Active Tools let Taskers make changes to the model inputs and parameters in real time to generate the best output for their use case. This is similar to “prompt engineering,” the process by which we can coerce a neural language model like GPT-3 to generate desired text when given precise prompts. For more information, OpenAI hosts excellent documentation on how to design prompts for their GPT-3 model.
Using Active Tools, we give Taskers as many options as possible to make their tasks easier. For example, they can adjust the annotation box shape and the prediction confidence threshold to configure the model to speed up their particular labeling task.
Enabling humans to freely explore the output space of the model is a key advantage of active tooling. We've already seen how this is useful.
Overall, we have observed the median annotation time per scene is about 30% faster with Autosegment. We also interviewed Taskers to see how they are using the tool. While our model is trained to segment cars and motorcycles, one Tasker used the tool to segment everything. While this wasn’t a workflow we had envisioned, it halved their time per scene segmentation, from 40 minutes to 20 minutes. In a discussion we had with five Taskers, they explained that they consider Autosegment to be more accurate and efficient than previous ML solutions. Now we can simply supply robust and general online models and let Taskers optimize the rest.
The Autosegment Model
Autosegment is a convolutional neural network trained to segment the most salient instance within a Tasker-defined bounding box. This simple design allows us to significantly reduce our customers’ operational overhead to deploy ML, while providing pixel-perfect instance segmentations, even on previously unseen instance types.
The Autosegment model does not have to be particularly complex to produce compelling results. Autosegment has no notion of different semantic types; instead, it abstractly identifies and segments based on scene composition.

> **The data**
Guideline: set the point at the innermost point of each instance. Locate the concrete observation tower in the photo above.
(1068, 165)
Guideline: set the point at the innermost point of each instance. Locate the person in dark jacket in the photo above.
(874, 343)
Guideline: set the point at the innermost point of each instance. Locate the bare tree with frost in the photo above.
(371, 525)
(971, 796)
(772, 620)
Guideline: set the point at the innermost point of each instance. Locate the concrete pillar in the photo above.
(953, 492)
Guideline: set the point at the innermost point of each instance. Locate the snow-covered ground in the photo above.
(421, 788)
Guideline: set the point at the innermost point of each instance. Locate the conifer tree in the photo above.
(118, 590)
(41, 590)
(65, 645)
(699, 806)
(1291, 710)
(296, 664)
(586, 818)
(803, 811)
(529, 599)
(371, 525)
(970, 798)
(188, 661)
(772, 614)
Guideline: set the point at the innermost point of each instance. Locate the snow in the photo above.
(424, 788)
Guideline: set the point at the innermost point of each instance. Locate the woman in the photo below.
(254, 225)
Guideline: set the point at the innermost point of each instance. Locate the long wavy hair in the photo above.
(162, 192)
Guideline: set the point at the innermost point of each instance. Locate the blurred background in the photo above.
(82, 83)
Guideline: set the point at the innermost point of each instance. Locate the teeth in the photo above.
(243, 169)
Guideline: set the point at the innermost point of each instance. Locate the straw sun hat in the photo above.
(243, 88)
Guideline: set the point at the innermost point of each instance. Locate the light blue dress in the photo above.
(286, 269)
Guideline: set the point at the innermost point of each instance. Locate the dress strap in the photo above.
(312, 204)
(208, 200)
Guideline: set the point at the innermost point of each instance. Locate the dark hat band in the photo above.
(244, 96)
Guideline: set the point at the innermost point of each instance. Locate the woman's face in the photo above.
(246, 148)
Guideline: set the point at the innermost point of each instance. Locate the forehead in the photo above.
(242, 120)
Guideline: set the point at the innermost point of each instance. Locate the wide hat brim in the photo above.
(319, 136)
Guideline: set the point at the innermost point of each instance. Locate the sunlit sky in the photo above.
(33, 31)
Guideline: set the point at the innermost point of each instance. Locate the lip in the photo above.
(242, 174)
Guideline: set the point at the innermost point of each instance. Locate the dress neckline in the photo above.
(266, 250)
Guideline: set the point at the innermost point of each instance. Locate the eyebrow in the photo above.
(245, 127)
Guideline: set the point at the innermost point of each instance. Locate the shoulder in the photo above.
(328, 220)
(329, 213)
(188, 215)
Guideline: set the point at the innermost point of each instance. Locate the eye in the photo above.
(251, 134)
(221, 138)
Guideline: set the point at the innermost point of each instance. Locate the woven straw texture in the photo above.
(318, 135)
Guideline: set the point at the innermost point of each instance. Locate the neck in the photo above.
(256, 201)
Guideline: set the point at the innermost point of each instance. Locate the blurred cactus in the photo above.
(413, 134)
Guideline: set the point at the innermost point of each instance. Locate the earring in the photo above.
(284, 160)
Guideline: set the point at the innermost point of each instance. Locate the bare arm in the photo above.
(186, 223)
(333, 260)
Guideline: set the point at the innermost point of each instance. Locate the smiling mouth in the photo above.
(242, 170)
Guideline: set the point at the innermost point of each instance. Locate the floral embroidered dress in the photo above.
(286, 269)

> **Study questions**
[A] Translate this sentence from the Autosegment passage into Spanish: "Autosegment has no notion of different semantic types; instead, it abstractly identifies and segments based on scene composition."
[B] Please extract the part of the Autosegment passage that opens with the words containing "Enabling humans to" and closes with "optimize the rest.", word for word.
[C] Extend the Autosegment passage on active tooling, picking up right after its last sentence.
The rows are drawn from a separate source.

> **Task-by-task outputs**
[A] Autosegment no tiene noción de distintos tipos semánticos; en cambio, identifica y segmenta de forma abstracta según la composición de la escena.

[B]
Enabling humans to freely explore the output space of the model is a key advantage of active tooling. We've already seen how this is useful.
Overall, we have observed the median annotation time per scene is about 30% faster with Autosegment. We also interviewed Taskers to see how they are using the tool. While our model is trained to segment cars and motorcycles, one Tasker used the tool to segment everything. While this wasn’t a workflow we had envisioned, it halved their time per scene segmentation, from 40 minutes to 20 minutes. In a discussion we had with five Taskers, they explained that they consider Autosegment to be more accurate and efficient than previous ML solutions. Now we can simply supply robust and general online models and let Taskers optimize the rest.

[C]
The model is trained to always generate a segmentation. The training data includes a few key classes like pedestrians and vehicles. The task is binary; it simply determines whether each pixel belongs to the salient object or not. We don’t train the model with negative samples. Instead, the model makes its best guess on each pixel to generate a segmentation.
We define the salient instance as the object that owns the central pixel of the crop, so even if the scene is cluttered, the model can identify the target instance to segment. This binary segmentation task across instance classes and types allows the model to generalize well on new classes and taxonomies. Indeed, we can transfer not only between objects of the same class, such as cars in different countries, but between different classes altogether — for instance, moving from cars to motorcycles to street signs. This transfer can be achieved with limited retraining or, in some cases, no retraining at all, achieving zero-shot transfer.
Using salient object detection on specific crops of the scene can generate even more accurate segmentation. We were able to double the edge precision score from 0.26 to 0.52 when compared to off-the-shelf full-scene semantic segmentation models.
Instead of supplying a downsampled version of the whole image to a neural network, the selected region is fed to the model at full resolution. Because the input is smaller, fewer pooling operations are required to achieve a globally receptive field. As a result, there is less downsampling and blurring. Our model achieves better fidelity around the edges of instances, a crucial part of providing high-quality data annotations to our customers. Improving full-scene labeling to the same degree would require exponentially more effort and complexity.
In summary, we developed Active Tooling to create an ML-based workflow capable of solving basic computer vision problems. This workflow helps our Taskers reach higher levels of quality faster than in previous workflows.
Innovations like Autosegment are critical to enable the “Moore's Law of data labeling.” At Scale AI, we’re excited to push the boundaries of human-AI interaction for our customers.